● **PROVIDED PASSAGE**:
The Arabian Gulf Cup "stampede" was an crowd crush that took place on 19 January 2023 outside the Basra International Stadium in the Iraqi city of Basra, ahead of the 25th Arabian Gulf Cup final between Iraq and Oman. Up to four people died and up to 60 were injured in the crush. The families of the dead blamed inadequate crowd control and ticketless fans for the death and injuries. The stadium security staff blamed ticketless fans.

Background
The final match of the 25th Arabian Gulf Cup, between Iraq and Oman, was to be played at the Basra stadium. This was the first time that the tournament was being held in Iraq since 1979. In a statement before the game, Iraq's Ministry of Interior encouraged anyone who did not have tickets to the final to leave the area around the stadium. It stated that the stadium was completely full and that all gates had been closed.

[Pointing dataset excerpts]
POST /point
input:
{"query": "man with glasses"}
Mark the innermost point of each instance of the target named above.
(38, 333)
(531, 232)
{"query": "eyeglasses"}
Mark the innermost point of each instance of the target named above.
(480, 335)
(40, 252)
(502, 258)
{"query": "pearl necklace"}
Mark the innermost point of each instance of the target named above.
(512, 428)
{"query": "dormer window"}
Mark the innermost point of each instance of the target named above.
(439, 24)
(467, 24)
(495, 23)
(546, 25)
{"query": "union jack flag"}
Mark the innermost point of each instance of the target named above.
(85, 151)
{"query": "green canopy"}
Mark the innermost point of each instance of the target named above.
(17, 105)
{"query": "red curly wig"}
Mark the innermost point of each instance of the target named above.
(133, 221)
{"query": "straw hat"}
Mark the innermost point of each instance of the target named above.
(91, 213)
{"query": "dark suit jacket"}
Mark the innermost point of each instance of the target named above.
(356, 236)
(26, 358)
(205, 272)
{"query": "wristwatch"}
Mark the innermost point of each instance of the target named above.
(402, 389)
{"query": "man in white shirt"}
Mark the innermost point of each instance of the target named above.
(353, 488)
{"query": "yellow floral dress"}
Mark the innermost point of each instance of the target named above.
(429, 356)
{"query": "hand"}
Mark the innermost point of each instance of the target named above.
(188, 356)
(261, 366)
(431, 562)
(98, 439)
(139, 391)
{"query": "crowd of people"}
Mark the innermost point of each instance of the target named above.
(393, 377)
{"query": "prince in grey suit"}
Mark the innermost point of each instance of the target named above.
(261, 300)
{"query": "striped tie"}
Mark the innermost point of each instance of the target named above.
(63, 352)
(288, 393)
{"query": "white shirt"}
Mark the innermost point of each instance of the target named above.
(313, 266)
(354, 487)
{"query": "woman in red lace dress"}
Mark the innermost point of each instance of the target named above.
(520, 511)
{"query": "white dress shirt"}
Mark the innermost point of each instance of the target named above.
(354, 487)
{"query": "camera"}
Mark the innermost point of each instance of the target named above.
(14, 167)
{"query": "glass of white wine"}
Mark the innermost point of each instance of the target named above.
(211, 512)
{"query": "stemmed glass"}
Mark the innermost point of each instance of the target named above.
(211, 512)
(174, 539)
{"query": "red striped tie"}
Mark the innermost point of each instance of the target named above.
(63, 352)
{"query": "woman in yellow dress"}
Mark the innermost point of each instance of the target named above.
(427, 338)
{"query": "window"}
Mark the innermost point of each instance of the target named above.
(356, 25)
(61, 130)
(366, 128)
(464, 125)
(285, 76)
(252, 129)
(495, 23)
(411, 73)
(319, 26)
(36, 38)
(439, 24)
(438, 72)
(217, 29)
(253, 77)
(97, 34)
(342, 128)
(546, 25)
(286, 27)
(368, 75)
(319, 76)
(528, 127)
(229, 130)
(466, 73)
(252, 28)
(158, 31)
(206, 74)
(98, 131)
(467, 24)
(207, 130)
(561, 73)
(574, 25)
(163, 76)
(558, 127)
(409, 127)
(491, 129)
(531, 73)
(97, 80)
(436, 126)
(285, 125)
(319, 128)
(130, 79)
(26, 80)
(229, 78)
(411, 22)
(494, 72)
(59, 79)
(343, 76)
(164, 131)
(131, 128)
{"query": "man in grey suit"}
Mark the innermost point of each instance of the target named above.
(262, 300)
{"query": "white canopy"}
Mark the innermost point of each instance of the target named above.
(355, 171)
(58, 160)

● **AIM OF THE EXERCISE**:
According to the passage on the Basra crowd crush, in what year was the Arabian Gulf Cup last held in Iraq before the 25th edition? The records can be set aside; they play no part in the task.

● **OUTPUT OF THE TASK**:
1979